* **WHAT YOU HAVE TO DO**
Every line below is to be given again precisely; images are to be left out.

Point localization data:

*** Begin section ***

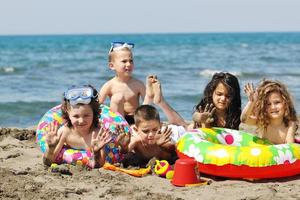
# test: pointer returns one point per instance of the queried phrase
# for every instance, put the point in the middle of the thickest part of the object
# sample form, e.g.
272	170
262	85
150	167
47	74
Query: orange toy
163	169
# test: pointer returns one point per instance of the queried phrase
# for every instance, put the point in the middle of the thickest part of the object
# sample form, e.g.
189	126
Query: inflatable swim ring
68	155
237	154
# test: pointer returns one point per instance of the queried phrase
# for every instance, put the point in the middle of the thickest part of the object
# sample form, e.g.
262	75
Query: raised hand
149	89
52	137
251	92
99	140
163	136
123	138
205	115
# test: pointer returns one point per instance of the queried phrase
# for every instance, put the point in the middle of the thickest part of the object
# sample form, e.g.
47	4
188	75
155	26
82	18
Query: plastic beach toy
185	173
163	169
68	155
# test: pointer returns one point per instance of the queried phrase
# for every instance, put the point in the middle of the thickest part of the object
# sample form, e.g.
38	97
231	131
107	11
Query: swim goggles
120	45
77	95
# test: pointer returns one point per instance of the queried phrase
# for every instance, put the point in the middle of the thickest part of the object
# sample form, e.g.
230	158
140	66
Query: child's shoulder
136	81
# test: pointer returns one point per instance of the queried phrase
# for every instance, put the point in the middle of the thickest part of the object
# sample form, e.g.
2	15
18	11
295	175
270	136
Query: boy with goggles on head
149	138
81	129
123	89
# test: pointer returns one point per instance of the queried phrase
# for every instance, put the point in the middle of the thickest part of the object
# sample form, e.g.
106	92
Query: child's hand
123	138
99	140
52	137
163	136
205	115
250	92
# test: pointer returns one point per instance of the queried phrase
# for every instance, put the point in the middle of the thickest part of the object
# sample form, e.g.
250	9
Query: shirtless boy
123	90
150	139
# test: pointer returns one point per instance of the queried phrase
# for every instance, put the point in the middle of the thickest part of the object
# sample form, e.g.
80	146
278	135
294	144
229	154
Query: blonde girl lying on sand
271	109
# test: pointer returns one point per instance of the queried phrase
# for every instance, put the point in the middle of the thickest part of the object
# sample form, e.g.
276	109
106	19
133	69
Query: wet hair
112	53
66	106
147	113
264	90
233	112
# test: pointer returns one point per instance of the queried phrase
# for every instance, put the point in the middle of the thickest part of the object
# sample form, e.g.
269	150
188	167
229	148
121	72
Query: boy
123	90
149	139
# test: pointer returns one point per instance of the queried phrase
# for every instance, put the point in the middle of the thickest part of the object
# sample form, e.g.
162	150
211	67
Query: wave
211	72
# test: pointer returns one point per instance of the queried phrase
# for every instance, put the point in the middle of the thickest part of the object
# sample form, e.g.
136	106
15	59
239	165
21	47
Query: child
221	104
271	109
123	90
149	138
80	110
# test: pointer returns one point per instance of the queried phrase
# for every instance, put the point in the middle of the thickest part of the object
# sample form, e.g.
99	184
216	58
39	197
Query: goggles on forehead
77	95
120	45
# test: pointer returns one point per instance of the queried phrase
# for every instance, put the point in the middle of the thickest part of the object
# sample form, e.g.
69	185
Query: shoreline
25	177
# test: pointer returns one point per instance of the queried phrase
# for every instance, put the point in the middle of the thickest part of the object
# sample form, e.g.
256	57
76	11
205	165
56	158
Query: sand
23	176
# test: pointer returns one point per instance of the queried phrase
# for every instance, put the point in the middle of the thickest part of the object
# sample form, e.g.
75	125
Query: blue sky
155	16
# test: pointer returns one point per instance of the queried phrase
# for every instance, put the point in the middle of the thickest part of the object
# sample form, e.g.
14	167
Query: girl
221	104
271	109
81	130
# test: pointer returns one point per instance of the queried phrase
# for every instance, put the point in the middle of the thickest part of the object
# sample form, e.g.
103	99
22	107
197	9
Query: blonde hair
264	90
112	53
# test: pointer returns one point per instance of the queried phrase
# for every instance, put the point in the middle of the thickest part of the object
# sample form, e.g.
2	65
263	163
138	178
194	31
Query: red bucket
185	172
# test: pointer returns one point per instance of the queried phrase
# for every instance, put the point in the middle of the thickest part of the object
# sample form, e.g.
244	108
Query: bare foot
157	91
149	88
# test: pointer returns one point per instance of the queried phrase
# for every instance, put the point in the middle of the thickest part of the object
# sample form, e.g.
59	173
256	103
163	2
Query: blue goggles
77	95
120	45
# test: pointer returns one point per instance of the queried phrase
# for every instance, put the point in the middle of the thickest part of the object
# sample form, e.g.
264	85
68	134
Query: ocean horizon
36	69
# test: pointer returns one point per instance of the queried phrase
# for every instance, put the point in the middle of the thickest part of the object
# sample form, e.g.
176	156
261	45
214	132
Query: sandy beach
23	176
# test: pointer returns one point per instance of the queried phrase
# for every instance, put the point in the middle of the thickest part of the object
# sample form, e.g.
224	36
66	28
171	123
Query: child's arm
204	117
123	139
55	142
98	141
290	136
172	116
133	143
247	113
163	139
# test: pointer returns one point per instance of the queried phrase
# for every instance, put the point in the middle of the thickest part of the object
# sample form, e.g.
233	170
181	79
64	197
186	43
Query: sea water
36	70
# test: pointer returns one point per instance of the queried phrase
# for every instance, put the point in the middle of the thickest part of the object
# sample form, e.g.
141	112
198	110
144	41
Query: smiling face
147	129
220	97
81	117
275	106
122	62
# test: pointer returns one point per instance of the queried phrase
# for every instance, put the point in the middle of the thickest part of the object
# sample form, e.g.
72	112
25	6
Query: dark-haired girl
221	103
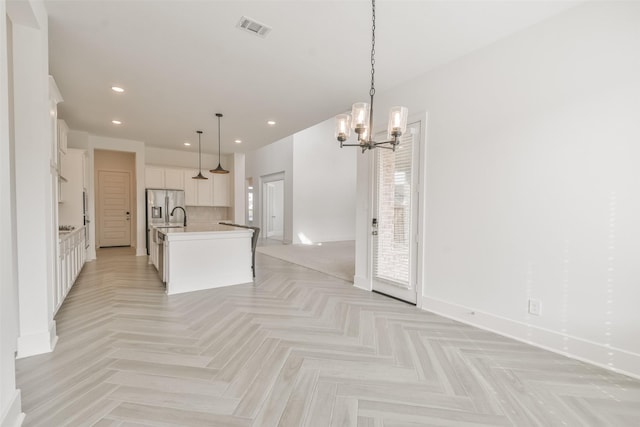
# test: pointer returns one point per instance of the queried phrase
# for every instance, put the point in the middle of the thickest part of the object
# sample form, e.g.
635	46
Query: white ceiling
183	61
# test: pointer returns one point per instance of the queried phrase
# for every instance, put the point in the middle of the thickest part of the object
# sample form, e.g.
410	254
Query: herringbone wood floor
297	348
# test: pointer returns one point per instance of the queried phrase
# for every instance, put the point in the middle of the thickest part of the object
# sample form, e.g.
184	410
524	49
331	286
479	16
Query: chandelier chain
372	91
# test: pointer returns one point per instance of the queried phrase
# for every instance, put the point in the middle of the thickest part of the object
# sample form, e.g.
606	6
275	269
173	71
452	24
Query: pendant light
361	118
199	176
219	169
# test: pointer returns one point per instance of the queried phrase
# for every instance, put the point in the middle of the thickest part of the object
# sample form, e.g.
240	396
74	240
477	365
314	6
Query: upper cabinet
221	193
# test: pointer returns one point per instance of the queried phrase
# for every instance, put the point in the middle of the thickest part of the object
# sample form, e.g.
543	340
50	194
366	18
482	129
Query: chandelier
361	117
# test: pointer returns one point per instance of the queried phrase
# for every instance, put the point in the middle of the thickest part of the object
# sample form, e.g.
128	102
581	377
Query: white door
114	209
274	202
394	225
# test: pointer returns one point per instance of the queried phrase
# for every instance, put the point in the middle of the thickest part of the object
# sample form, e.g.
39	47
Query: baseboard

*** End section ***

* **PROBLEM SOLUTION**
# test: pointer returns one point per instance of the queried phrase
# for every instance, put the point in the middle of the thickest part of the object
# sample form, e.g.
272	170
262	85
150	167
47	74
Query: orange toy
163	169
# test: pointer returns one point per instance of the queried phrase
# for every instance, put the point in the middle of the thickest part of the object
# sample form, e.g.
189	126
Query: inflatable swim ring
68	155
237	154
# test: pointer returns one point per instance of the queried phrase
# for every instance, put the point in the middle of the thickest part of the object
# sample form, e.g.
262	75
Query: raised hand
149	89
52	137
251	92
99	140
163	136
123	138
205	115
# test: pointer returns one point per instance of the queried phrase
# for every instance, put the point in the middle of the thickest part of the object
# sample form, e.g.
47	4
188	75
155	26
82	18
Query: plastic beach toy
185	173
163	169
68	155
# test: pointer returns one point per instance of the queried phrase
# for every instance, put the point in the middle of the thickest part of the object
# sample form, e.g.
38	97
231	131
107	11
Query: swim goggles
120	45
77	95
# test: pointer returns one point per instance of the queried phrase
# for every instance, put the point in the middle of the thickest part of the object
# sample form, e.g.
230	158
140	66
Query: child's shoulder
136	81
# test: pointer returns one point per instance of the queried phrase
# for every instance, put the point in the middle of the thickest part of the object
# sample form, e.g.
2	15
18	11
295	175
270	136
Query: boy with goggles on head
149	138
81	129
123	89
# test: pointer returns one point per instance of the queried phrase
# for every instance, put the point in the middle of the thickest part of the object
# sample form, e.g.
106	92
Query: child's hand
123	138
99	140
52	137
163	136
205	115
250	92
# test: pointer returns one point per instance of the queried phrase
# for every instance, put the point in the middle of the thickest part of the object
# sample form, e.g.
250	9
Query: shirtless boy
123	90
150	139
# test: pointer returns one point per instance of the queried phrase
# for every instance, put the point in the middle of the thickest part of the object
# sample form, e.g.
80	146
278	135
294	144
229	154
Query: blonde girl lying on sand
271	109
# test: pointer returns one point per instance of the queried phrase
# for every instance, put the point in the middle of the thickest part of the object
# sample form, e.g.
276	109
106	19
133	69
Query: wet hair
112	53
66	106
147	113
264	90
233	112
# test: pointer returns one point per instance of the queried phrase
# for every instance, put the point in the middle of the thickest part of the object
# sample form, e.g.
269	150
188	167
229	148
121	72
Query: boy
123	90
149	139
# test: pointer returns one point per instance of the queried phrase
# for every instance, put the point in the middle of the thickest part of the object
# sample form, e.g.
162	150
211	67
Query: wave
211	72
# test: pointer returns one point per instance of the queried phrase
# for every instance, put the point in the middle of the thickest part of the object
# sample form, e.g.
136	106
15	59
239	165
21	47
Query: child
221	104
271	109
123	90
149	138
80	110
# test: pointer returns one point per instance of the queried phrase
# for every instance, put the point in the middle of the thickest part of the object
# sample form, e.g.
99	184
216	58
39	197
Query: goggles on forehead
77	95
120	45
# test: pointer returns one point per instance of the queried phrase
# for every instance, put the point in the middle of the thickest part of the object
# sample form, e.g.
69	185
Query: shoreline
25	177
# test: pointer returns one point per instance of the queried phrase
# for every instance, put the point in the middle of the thickest part of the object
# sample form, e.g.
256	57
76	11
205	165
56	158
Query: sand
23	176
# test: pointer returns one point per instance of the queried phrase
# for every instance, put the point in the middle of the thickest part of the object
# sample form, e.g.
75	125
Query: blue sky
155	16
# test: pointer returns one point per instance of the queried phrase
# for every instance, put the point in the middle of the thickest part of the object
# sample form, e.g.
14	167
Query: girl
221	104
271	109
81	130
# test: pointer returns one point per instance of the queried phrase
# for every instance, put the point in the middle of the thickest part of the object
# sample form, e.g.
103	99
22	107
197	9
Query: blonde hair
264	90
112	53
# test: pointer returns one point per instance of the queried phrase
# for every instance, put the point in the middle of the thickest part of the object
# sample form, e.g.
2	65
263	163
138	178
194	31
Query: red bucket
185	172
# test: pointer returns one point per instance of the queried phrase
# for every instance, put the point in the middle of the thickest part of the object
# sample form, e.g.
244	108
Query: bare foot
157	91
149	88
# test: pointer returns one point per instance of the queried phrase
# for every instance, put the point in the middle of the thickest part of the object
# sample form, e.g.
59	173
256	103
163	2
Query: blue goggles
77	95
120	45
# test: pointer returns one point per instance of the queried phrase
# for every instance, put the point in the middle of the thickest part of the object
# sample form, e.g.
264	85
68	134
Query: ocean horizon
36	69
# test: pointer returns one point per instance of the queried phrase
# for every instance, put the point in the middle of the thickest part of the object
# sample form, e.g.
176	156
261	45
214	132
Query: sandy beach
23	176
# test: pointer returns one point per instance of the queried phrase
# for every instance, put the point in the middle of the thickest part of the object
# sample form, e.g.
224	36
66	28
171	123
Query: child's arm
204	117
123	139
55	142
98	141
290	136
172	116
133	143
247	113
163	139
# test: pointer returns one point per instance of the queried phrase
# for every instance, put the point in the middle of the thickest part of the object
# sample form, e.g.
233	170
181	79
64	197
186	43
Query: sea water
36	70
# test: pointer returns one point per instance of the queried phrase
# for every instance, put the point in the middle of the thickest part of the object
# sample form, e.g.
141	112
198	110
144	41
Query: smiling face
147	129
220	97
81	117
275	106
122	62
# test: pointer returns one point per instance of the queried phrase
# for every instance, put the point in the middle of the thickest part of the object
# sample form, e.g.
72	112
25	6
Query: dark-haired girl
221	103
# test: pointer returns one point per instance of the queried phrase
# for every instance, put the point in the middle of the thickest part of the object
# sample form, e.g.
635	46
Query: white ceiling
183	61
# test: pointer returns one point per instance of the queried phrase
# for every instance, put the point in the middle of the thickest part of the object
# sample form, e.g.
410	254
Query: herringbone wood floor
297	348
# test: pointer returns one point per instance of the queried phrase
# for every instance, put the point in the middle of the thickest part of the object
# sample form, e.g.
184	410
524	49
331	286
479	16
Query: chandelier chain
372	91
# test: pointer returns one point per instance of the queried phrase
# for every instance, put the point in the middle of the thickest part of the object
# sample form, e.g.
606	6
275	269
173	71
452	24
Query: pendant light
361	118
199	176
219	169
# test: pointer returns one point per instance of the queried phrase
# for every instance, put the point in the middle of the thickest part of the object
# sample form, e.g.
240	396
74	240
477	365
314	6
Query: upper cabinet
221	193
# test: pointer returns one point per instance of the queried phrase
# for every instance, put the point in the middle of the thickest part of the object
# sample form, e.g.
543	340
50	194
366	18
482	129
Query: chandelier
361	117
# test: pointer returns one point per instance of the queried phrase
# for every instance, put the point in the middle of the thickest part of the object
# sample form, e.g.
128	102
581	377
Query: white door
114	209
274	202
394	225
# test: pointer returns one point per instance of the queried phrase
# for every instance, put the point in the middle of the thickest part of the object
# sample form, e.g.
39	47
Query: baseboard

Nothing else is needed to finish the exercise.